• **EXTRACT TO READ**
+ + + +

More than a hundred groups are making noise. Amnesty International is there. Save the Children too. They’re demanding that artificial intelligence becomes safe for minors before it gets worse. The UN holds its first global AI governance summit tomorrow.
It’s already too late in many places. That’s what the 5Rights Foundation says. They lead the charge. AI isn’t a future threat to kids—it’s a present one. Current rules lag. By the time regulators act the damage is done.
Lawsuits pile up against big players. OpenAI gets hit. Character Technologies gets hit. Their products are “companion” chatbots. Things that pretend to love you back. They market themselves as safe for children. Without warnings.
Shouldn’t that raise an eyebrow?
The coalition wants governments to target the money. Not just the tech, but the business model behind it.
“Children have given us a clear diagnosis,” says Leanda Barrington-Leach from 5Rights. “They aren’t asking us to block innovation.” She’s right. Blocking isn’t the goal. Ignoring the cleanup is worse.
They proposed ten specific measures. Real ones.
- Prove systems are safe for kids before launch. Not after.
- Fine companies that violate children’s rights.
- Ban design tricks that exploit young minds.
- Outlaw the commercial sale of a child’s voice or image or biometric data.
No new laws are needed. That’s the tricky part. Governments already promised to protect kids under the UN Convention on Rights of the Child. There’s the Global Digital Compact too. The frameworks exist.
“Respecting children’s rights must become a condition of doing business”
Speed wins. Data wins. Safety loses. As long as profits flow from attention and extraction we’ll keep treating symptoms while the disease spreads. Barrington-Leach thinks safety isn’t optional.
It rarely feels optional to those hurt. But corporations know better. The summit approaches. Promises are easy.

+ + + +

• **INFORMATION SUPPLIED**
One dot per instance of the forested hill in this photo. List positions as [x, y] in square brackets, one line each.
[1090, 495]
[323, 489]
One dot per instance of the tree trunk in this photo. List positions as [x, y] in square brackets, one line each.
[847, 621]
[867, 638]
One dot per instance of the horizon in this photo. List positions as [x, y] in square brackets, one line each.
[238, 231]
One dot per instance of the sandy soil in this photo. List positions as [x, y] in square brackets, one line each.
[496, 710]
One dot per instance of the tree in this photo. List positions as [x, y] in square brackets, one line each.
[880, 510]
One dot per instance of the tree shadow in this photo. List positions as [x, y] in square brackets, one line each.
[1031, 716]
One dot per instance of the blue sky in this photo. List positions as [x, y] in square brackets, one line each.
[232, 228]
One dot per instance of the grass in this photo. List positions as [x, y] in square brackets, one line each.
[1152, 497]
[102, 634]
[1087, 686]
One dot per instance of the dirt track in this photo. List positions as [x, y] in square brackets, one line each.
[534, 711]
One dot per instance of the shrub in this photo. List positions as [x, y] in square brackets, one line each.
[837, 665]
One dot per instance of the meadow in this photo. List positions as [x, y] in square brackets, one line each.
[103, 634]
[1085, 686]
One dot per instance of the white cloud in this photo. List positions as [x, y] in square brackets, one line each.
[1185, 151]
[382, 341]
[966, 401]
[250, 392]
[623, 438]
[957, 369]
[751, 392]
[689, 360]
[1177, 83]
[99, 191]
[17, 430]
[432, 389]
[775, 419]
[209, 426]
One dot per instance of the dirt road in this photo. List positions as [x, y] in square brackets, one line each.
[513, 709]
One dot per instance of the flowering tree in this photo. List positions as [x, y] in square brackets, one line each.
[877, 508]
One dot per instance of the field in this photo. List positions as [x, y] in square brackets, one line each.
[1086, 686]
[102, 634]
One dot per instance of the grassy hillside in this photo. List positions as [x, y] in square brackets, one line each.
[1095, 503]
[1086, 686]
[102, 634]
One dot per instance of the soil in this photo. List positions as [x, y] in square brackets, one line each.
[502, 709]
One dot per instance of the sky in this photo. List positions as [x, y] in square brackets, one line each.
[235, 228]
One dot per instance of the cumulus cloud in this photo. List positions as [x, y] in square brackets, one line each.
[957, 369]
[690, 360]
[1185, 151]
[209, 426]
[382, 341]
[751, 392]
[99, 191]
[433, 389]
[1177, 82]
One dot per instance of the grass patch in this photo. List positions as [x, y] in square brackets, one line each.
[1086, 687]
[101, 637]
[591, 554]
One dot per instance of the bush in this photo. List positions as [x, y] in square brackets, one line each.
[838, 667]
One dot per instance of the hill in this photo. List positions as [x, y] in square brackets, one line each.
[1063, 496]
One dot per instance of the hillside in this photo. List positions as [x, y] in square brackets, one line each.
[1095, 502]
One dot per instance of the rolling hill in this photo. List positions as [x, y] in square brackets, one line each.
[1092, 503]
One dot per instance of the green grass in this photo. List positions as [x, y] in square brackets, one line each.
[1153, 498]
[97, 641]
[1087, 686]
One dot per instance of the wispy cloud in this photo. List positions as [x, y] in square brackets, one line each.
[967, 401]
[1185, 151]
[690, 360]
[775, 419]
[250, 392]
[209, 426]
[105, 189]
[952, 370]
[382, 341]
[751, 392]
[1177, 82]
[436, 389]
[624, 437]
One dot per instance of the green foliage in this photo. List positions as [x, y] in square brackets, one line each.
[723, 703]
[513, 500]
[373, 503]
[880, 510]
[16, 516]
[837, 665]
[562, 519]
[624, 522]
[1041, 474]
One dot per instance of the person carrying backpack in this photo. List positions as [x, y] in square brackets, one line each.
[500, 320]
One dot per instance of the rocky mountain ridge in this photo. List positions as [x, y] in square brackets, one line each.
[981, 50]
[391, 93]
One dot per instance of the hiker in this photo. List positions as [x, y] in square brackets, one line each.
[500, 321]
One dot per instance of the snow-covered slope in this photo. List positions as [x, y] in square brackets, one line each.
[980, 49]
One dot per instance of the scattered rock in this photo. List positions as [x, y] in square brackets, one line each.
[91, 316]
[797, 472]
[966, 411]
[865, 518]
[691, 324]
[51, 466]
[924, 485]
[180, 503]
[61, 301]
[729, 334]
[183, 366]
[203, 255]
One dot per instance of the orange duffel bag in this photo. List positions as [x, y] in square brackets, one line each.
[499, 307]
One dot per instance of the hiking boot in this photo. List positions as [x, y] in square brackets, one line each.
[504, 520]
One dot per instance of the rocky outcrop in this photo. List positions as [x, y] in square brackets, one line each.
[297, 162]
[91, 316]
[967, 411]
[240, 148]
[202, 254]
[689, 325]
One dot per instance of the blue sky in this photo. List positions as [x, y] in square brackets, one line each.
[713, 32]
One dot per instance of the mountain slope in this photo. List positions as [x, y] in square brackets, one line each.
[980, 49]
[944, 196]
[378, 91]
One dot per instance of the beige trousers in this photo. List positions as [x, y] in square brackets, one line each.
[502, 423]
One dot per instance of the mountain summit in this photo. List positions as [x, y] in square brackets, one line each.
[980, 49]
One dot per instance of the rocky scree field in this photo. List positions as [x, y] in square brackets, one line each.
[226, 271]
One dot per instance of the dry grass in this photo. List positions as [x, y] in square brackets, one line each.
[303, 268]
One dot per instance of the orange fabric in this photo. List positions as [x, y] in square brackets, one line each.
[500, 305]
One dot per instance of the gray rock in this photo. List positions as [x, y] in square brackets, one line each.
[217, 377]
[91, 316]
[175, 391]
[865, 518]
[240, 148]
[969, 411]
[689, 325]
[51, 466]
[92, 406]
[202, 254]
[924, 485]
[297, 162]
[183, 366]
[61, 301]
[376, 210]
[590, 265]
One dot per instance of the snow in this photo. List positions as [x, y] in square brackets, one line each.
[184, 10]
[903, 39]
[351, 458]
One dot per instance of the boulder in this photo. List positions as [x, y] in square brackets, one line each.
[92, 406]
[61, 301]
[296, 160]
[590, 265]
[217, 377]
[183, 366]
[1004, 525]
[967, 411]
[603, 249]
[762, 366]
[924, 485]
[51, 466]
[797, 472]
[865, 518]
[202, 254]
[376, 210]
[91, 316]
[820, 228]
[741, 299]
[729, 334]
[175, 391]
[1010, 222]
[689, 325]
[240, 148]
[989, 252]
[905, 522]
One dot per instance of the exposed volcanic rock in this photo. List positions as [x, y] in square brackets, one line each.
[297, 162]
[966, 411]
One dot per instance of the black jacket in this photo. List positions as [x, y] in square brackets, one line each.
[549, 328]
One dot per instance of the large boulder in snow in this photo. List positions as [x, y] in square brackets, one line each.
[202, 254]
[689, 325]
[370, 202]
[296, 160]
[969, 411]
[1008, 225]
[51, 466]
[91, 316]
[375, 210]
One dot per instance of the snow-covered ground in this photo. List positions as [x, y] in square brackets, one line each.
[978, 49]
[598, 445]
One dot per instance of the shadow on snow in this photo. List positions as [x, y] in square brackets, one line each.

+ + + +

Answer these from the article on making AI safe for children:
(a) Which group leads the charge?
(b) Which two companies are named as facing lawsuits?
(c) How many specific measures did the coalition propose?

(a) The 5Rights Foundation
(b) OpenAI and Character Technologies
(c) Ten